[Object detection records]
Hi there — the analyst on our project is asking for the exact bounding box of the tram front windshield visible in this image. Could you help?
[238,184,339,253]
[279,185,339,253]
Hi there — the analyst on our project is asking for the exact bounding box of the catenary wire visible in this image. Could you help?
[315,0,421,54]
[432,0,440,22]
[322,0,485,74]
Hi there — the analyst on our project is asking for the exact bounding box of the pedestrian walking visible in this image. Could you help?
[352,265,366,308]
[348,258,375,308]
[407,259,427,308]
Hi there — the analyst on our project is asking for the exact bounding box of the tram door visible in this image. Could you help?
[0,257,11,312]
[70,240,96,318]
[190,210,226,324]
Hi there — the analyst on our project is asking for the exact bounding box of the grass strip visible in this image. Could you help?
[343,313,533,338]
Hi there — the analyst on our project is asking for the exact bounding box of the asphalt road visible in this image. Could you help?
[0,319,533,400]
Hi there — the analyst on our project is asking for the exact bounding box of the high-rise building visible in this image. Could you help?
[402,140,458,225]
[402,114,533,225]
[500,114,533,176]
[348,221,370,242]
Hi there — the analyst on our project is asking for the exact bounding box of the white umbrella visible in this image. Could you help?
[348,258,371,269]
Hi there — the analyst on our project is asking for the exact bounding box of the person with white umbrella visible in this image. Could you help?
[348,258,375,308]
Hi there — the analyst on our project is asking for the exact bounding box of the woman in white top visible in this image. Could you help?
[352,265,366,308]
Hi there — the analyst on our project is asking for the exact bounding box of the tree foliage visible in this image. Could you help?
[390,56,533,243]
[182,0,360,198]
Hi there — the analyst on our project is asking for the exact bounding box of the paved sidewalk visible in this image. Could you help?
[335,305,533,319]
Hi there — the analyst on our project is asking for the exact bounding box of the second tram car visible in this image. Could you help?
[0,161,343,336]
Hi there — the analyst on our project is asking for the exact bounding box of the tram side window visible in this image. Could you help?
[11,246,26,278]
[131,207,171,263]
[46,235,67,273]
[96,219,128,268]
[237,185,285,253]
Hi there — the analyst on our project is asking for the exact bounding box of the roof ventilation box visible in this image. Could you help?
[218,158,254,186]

#### Task description
Please render the records above as a two-column CSV headed "text" and "boxes", beginning at the line that contains "building visible in this image. Could you help?" and continuing through the end of the records. Give one row per record, with the record's text and its answer each in a single quoted field and any line breaks turned into spaces.

#### Solution to this task
text,boxes
"Hi there — the analyst on our project is asking for the exact bounding box of the high-rise building visible in this image. Could you help?","[402,140,458,225] [402,114,533,225] [500,114,533,176] [348,221,370,242]"
"Hi there — the analyst on our project is asking for the exact bounding box of the white umbrella visible in this image. Could you help?","[348,258,371,269]"
"Hi there — the analyst on our project is asking for the exact bounding box of the person with white umbrella visible in this image. Could you help?","[348,258,375,308]"
"Hi there — the analyst on our project is asking for the exact bounding box of the woman in white top visible in this image. Could you help?","[352,265,366,308]"
"Hi there — the analyst on our project is asking for the exact bounding box of the tree foliage visible in this image. Could you help?","[390,56,533,243] [182,0,360,198]"
"Hi there — the analyst on our project is asking for the exact bounding box of the paved sidewalk visible in this image. Could you help?","[335,305,533,319]"
"Hi there — the analyst on our project is asking for the exact bounding box of the second tram car visible in this image. Could you help?","[0,161,343,336]"
"Hi there — the analyst on our project is asking for the exact bounding box of the tram side window visible in this image. Could you help?","[11,246,26,278] [131,207,171,263] [46,235,67,273] [96,219,128,268] [237,185,285,253]"
"Hi there — the analyst on our project is asking for the exact bounding box of the roof ventilation box visible in this image. Could you help?","[218,158,254,186]"